**Provided records:**
-------------------------

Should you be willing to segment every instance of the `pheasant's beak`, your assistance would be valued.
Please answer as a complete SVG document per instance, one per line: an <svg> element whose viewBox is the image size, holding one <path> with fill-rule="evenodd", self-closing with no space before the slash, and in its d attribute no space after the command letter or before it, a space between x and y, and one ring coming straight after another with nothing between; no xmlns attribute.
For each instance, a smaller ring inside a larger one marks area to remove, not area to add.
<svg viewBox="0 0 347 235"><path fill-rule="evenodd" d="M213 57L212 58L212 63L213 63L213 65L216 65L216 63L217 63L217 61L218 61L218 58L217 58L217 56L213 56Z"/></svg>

-------------------------

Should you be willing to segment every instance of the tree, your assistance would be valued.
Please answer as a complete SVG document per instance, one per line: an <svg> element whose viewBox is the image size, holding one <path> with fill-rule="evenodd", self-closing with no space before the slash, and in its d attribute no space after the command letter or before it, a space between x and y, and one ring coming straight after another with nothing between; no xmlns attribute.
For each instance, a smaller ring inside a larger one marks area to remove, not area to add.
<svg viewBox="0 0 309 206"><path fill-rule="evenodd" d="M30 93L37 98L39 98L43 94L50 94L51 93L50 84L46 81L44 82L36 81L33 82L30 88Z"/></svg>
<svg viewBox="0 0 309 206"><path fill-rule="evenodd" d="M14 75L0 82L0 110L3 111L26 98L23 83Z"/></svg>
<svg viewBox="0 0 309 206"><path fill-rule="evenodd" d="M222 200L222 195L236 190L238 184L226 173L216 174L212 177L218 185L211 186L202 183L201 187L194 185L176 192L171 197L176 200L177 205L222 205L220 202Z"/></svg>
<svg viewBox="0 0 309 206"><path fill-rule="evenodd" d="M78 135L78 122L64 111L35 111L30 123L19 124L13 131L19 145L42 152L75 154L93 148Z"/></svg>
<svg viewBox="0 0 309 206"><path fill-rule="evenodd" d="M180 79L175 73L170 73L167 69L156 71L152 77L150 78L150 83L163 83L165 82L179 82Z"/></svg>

-------------------------

**What to produce:**
Pull out every line above that contains the word "valued", and copy each one in full. Matches are case-sensitive.

**Exercise output:**
Should you be willing to segment every instance of the `pheasant's beak`, your assistance would be valued.
Should you be willing to segment every instance of the tree, your assistance would be valued.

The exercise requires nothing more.